Text to read:
========================================================================

Next, we'll cover some additional IAM prerequisites.

Additional IAM prerequisites

We have to enable additional policies for our SageMaker notebook role. Please refer to the Changing IAM permissions and trust relationships for the Amazon SageMaker notebook execution role sub-section in the Setting up your AWS environment section of Chapter 2, Introducing Amazon Textract, for detailed instructions for executing the following steps:

  1. Please attach all the TextractFullAccess policies to your Amazon SageMaker Notebook IAM Role if you haven't done so already.
  2. Add an iam:PassRole permission as an inline policy to your SageMaker Notebook Execution Role:

    { "Version": "2012-10-17", "Statement": [ {

      "Action": [

          "iam:PassRole"

      ],

      "Effect": "Allow",

      "Resource": "<your sagemaker notebook execution role ARN">

      }

    ]

    }

Now that we have set up our Notebook and set up an IAM Role to run the walkthrough notebook, in the next section, we will create an Amazon S3 bucket.

========================================================================

Entries supplied:
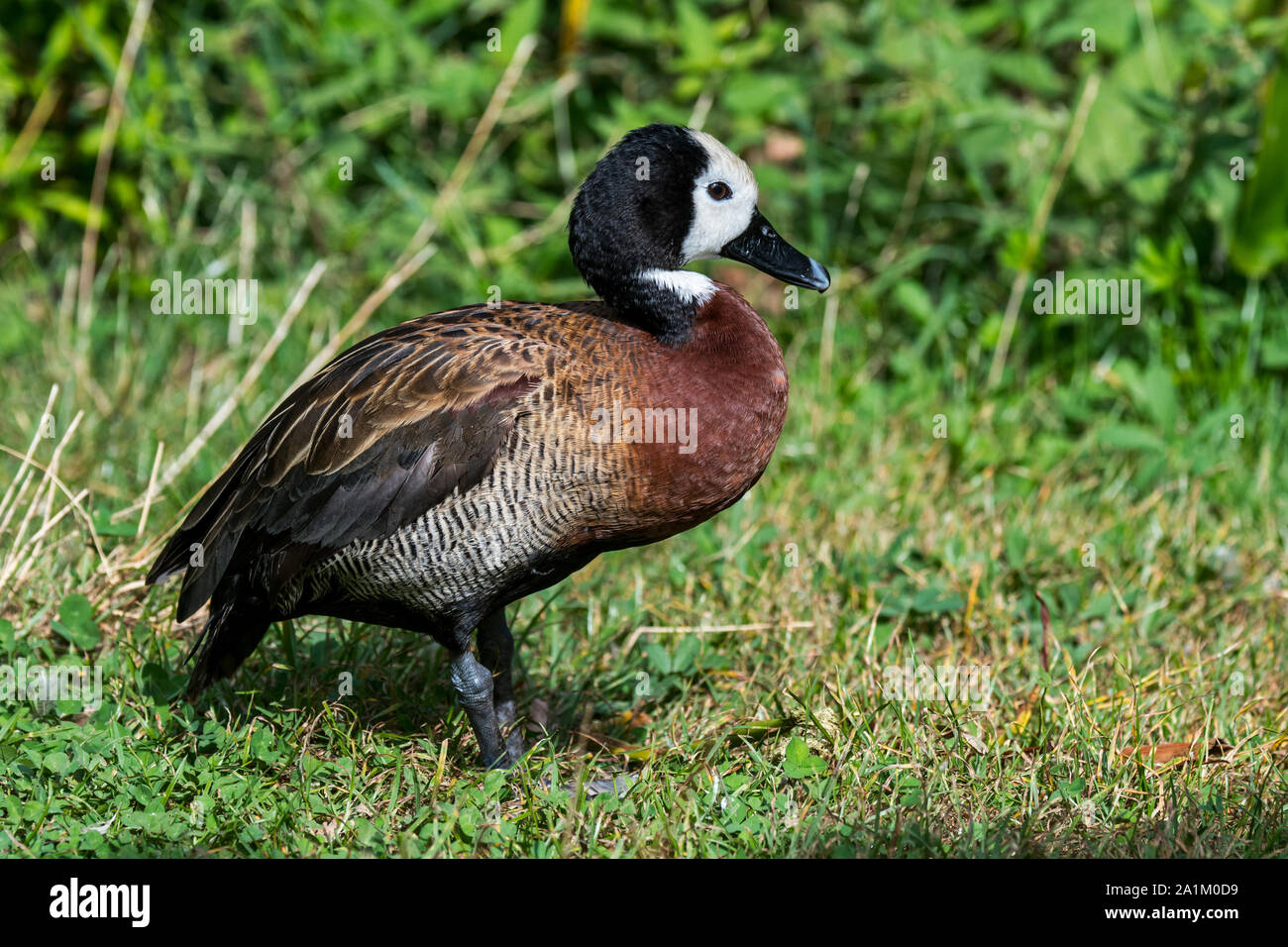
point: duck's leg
(496, 652)
(473, 684)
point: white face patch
(716, 222)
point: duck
(447, 467)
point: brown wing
(378, 436)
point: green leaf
(76, 622)
(799, 762)
(1260, 240)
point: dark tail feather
(230, 635)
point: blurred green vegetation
(1157, 157)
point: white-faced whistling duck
(450, 466)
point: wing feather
(382, 433)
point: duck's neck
(664, 302)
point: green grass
(918, 504)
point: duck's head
(665, 196)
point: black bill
(760, 247)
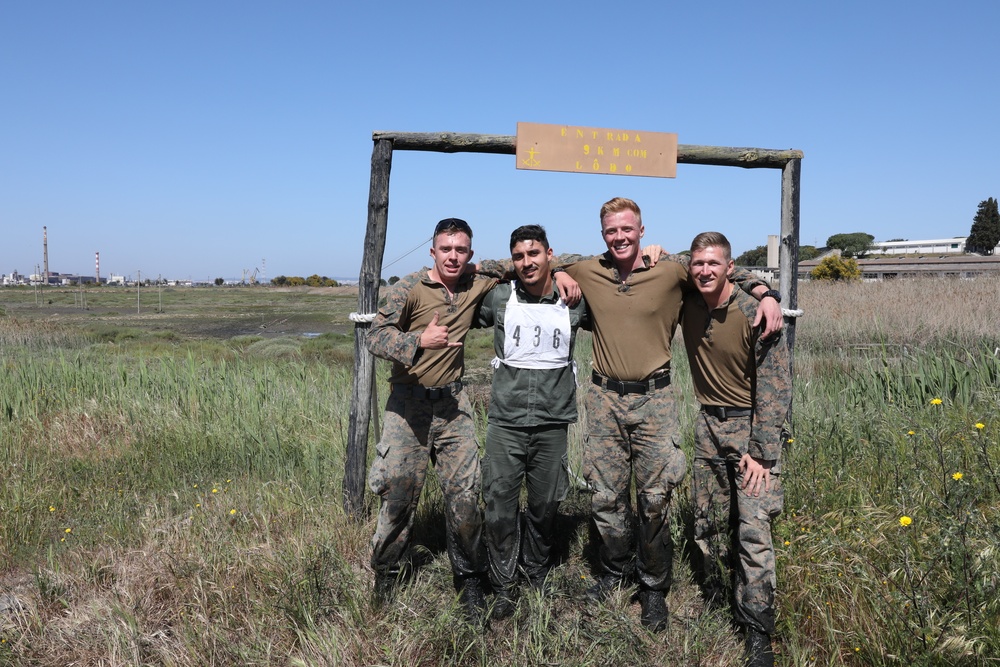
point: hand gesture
(756, 473)
(435, 336)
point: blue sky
(197, 139)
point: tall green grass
(175, 500)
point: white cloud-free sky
(197, 139)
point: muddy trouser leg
(711, 500)
(455, 454)
(607, 469)
(755, 574)
(659, 466)
(503, 471)
(548, 483)
(397, 477)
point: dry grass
(899, 313)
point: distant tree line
(298, 281)
(985, 233)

========================================================================

Things to do:
(A) In the IAM prerequisites text, what permission is to be added as an inline policy to the SageMaker Notebook Execution Role?
(B) Please quote the IAM prerequisites text, starting with "Next, we'll cover" and going on through "done so already.".
The data has no role in what is asked here.

Answers per task:
(A) An iam:PassRole permission.

(B)
Next, we'll cover some additional IAM prerequisites.

Additional IAM prerequisites

We have to enable additional policies for our SageMaker notebook role. Please refer to the Changing IAM permissions and trust relationships for the Amazon SageMaker notebook execution role sub-section in the Setting up your AWS environment section of Chapter 2, Introducing Amazon Textract, for detailed instructions for executing the following steps:

  1. Please attach all the TextractFullAccess policies to your Amazon SageMaker Notebook IAM Role if you haven't done so already.